### READING PASSAGE
>>

I've got two compute hosts in my zone with enough resources :

$ nova-manage service list
p-novamaster2 nova-vncproxy enabled :-) 2011-07-08 07:24:36
p-novamaster2 nova-volume enabled :-) 2011-07-08 07:24:36
p-novamaster2 nova-scheduler enabled :-) 2011-07-08 07:24:36
p-hs21-16 nova-compute enabled :-) 2011-07-08 07:24:36
p-hs21-17 nova-network enabled :-) 2011-07-08 07:24:36
p-hs21-17 nova-compute enabled :-) 2011-07-08 07:24:36

$ nova-manage service describe_resource p-hs21-16
HOST PROJECT cpu mem(mb) disk(gb)
p-hs21-16(total) 8 32240 36
p-hs21-16(used) 0 804 4

$ nova-manage service describe_resource p-hs21-17
HOST PROJECT cpu mem(mb) disk(gb)
p-hs21-17(total) 8 32240 36
p-hs21-17(used) 0 910 5

Revision history for this message
Édouard Thuleau (ethuleau) said :
#7

In fact, the method 'update_service_capabilities' in zone-manager.py is never call.
So the service_states is never updated and stills empty

Revision history for this message
Ed Leafe (ed-leafe) said :
#8

> In fact, the method 'update_service_capabilities' in zone-manager.py is never call.
> So the service_states is never updated and stills empty

Do you have the 'rabbit_host' flag configured on your various nodes? All nodes in a zone need to have that set to the address of the machine running the rabbitmq-server service. If not, then the messages are not being sent to the proper queue, and would therefore never reach the zone manager.

Revision history for this message
Édouard Thuleau (ethuleau) said :
#9

Yes, I set this flag.
If i configure the zone in a classic mode (mono zone), it works nicely.

I made a test. I had code in a nova-manage command to force a call to 'update_service_capabilities' method:
        rpc.call(ctxt,
                 db.queue_get_for(ctxt, FLAGS.scheduler_topic, 'p-novamaster2'),
                 {"method": "update_service_capabilities"})

<<

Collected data

>>

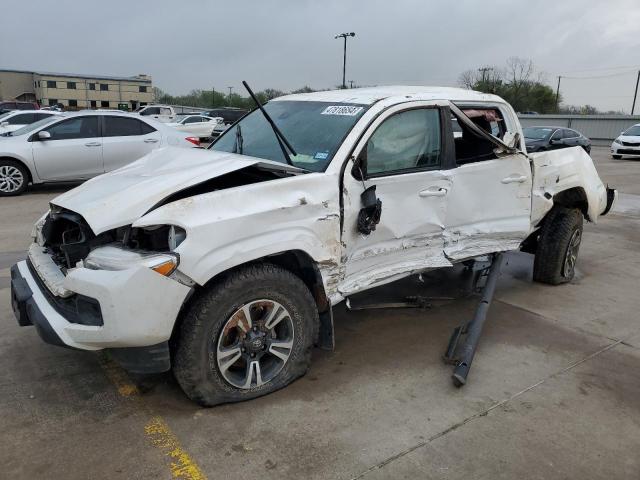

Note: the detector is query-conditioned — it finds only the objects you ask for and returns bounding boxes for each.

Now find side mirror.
[351,147,367,181]
[504,132,520,148]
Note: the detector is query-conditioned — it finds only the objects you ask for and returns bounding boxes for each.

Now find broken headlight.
[84,245,180,277]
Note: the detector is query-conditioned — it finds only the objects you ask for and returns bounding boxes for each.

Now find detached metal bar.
[449,253,503,387]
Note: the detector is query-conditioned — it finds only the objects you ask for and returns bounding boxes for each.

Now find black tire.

<<

### SHORT TASK A
Answer these from the zone-manager thread:
(i) What total disk size in GB is listed for p-hs21-16?
(ii) Which flag does Ed Leafe ask about?
(iii) In which file is the method 'update_service_capabilities' located?
### SHORT TASK B
Retype the part of the zone-manager thread that opens with the words containing "Do you have" and closes with "the zone manager.".
### SHORT TASK C
Continue the zone-manager thread from the point where it stops.

### ANSWER A
(i) 36
(ii) The 'rabbit_host' flag
(iii) zone-manager.py

### ANSWER B
Do you have the 'rabbit_host' flag configured on your various nodes? All nodes in a zone need to have that set to the address of the machine running the rabbitmq-server service. If not, then the messages are not being sent to the proper queue, and would therefore never reach the zone manager.

### ANSWER C
With, that, 'service_state' is filling but I get another error:

2011-07-08 14:53:05,303 ERROR nova [-] Exception during message handling
(nova): TRACE: Traceback (most recent call last):
(nova): TRACE: File "/usr/lib/pymodules/python2.7/nova/rpc.py", line 232, in _process_data
(nova): TRACE: rval = node_func(context=ctxt, **node_args)
(nova): TRACE: File "/usr/lib/pymodules/python2.7/nova/scheduler/manager.py", line 90, in _schedule
(nova): TRACE: **kwargs)
(nova): TRACE: File "/usr/lib/pymodules/python2.7/nova/scheduler/zone_aware_scheduler.py", line 225, in schedule_run_instance
(nova): TRACE: build_plan = self.select(context, request_spec)
(nova): TRACE: File "/usr/lib/pymodules/python2.7/nova/scheduler/zone_aware_scheduler.py", line 248, in select
(nova): TRACE: *args, **kwargs)
(nova): TRACE: File "/usr/lib/pymodules/python2.7/nova/scheduler/zone_aware_scheduler.py", line 283, in _schedule
(nova): TRACE: host_list = self.filter_hosts(topic, request_spec, host_list)
(nova): TRACE: File "/usr/lib/pymodules/python2.7/nova/scheduler/host_filter.py", line 348, in filter_hosts
(nova): TRACE: return host_filter.filter_hosts(self.zone_manager, query)
(nova): TRACE: File "/usr/lib/pymodules/python2.7/nova/scheduler/host_filter.py", line 127, in filter_hosts
(nova): TRACE: host_ram_mb = capabilities['host_memory_free']
(nova): TRACE: KeyError: 'host_memory_free'
(nova): TRACE:

Revision history for this message
Sandy Walsh (sandy-walsh) said :
#10

It's hard coded because the only API methods for creating instances are based on InstanceTypes (aka Flavor). There are other groups that want more elaborate means for expressing the type of instance created, they would be the ones to "unstick" this setting.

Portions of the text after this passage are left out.